Stored data entries
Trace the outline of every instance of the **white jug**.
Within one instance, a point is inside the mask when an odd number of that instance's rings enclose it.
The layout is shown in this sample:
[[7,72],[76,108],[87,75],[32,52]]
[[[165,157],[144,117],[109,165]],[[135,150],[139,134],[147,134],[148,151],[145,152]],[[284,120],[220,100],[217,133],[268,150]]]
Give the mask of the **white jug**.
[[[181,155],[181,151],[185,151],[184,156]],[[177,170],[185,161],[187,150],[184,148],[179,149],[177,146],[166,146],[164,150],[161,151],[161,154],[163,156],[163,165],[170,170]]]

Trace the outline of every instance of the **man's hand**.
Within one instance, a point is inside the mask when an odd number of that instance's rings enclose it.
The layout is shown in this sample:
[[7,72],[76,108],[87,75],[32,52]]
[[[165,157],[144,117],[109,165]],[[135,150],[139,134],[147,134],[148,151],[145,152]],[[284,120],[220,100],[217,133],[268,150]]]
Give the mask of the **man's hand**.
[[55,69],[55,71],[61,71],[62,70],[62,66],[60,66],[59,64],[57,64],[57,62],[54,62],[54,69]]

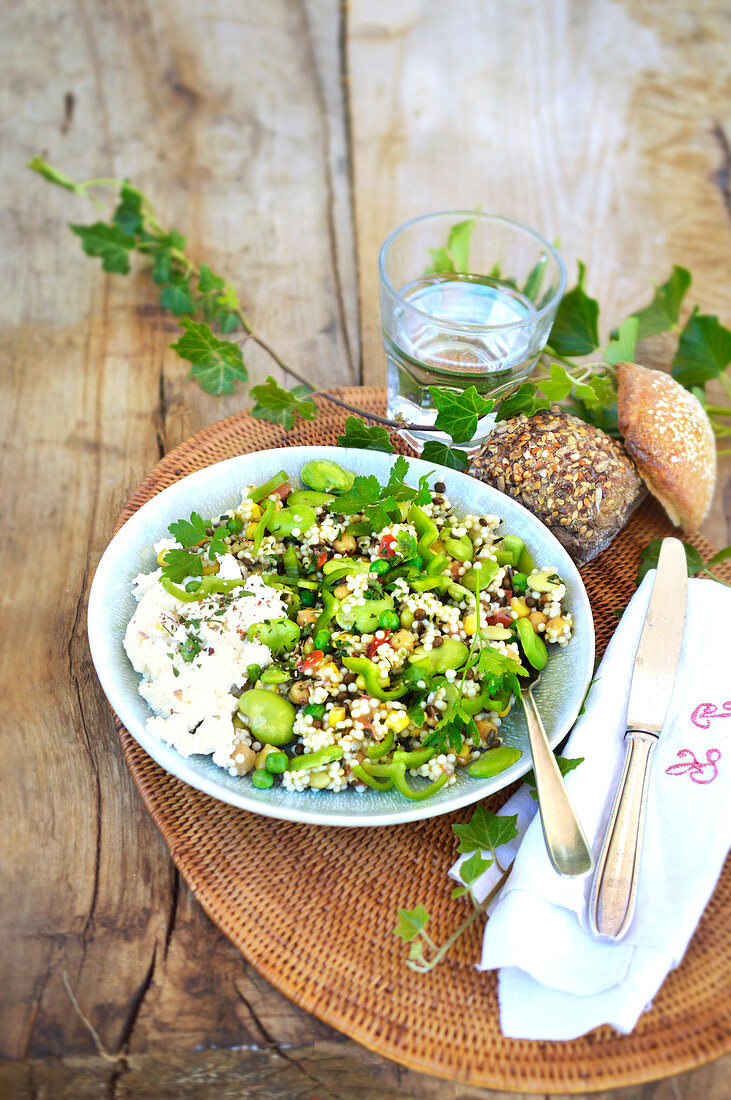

## TASK STATEMENT
Check each line above for the string "Trace" and copy every line that has it.

## SOLUTION FOR THIS PROBLEM
Trace the outline of every instance of the **white jug**.
Trace the outline of every instance of the **man's hand**.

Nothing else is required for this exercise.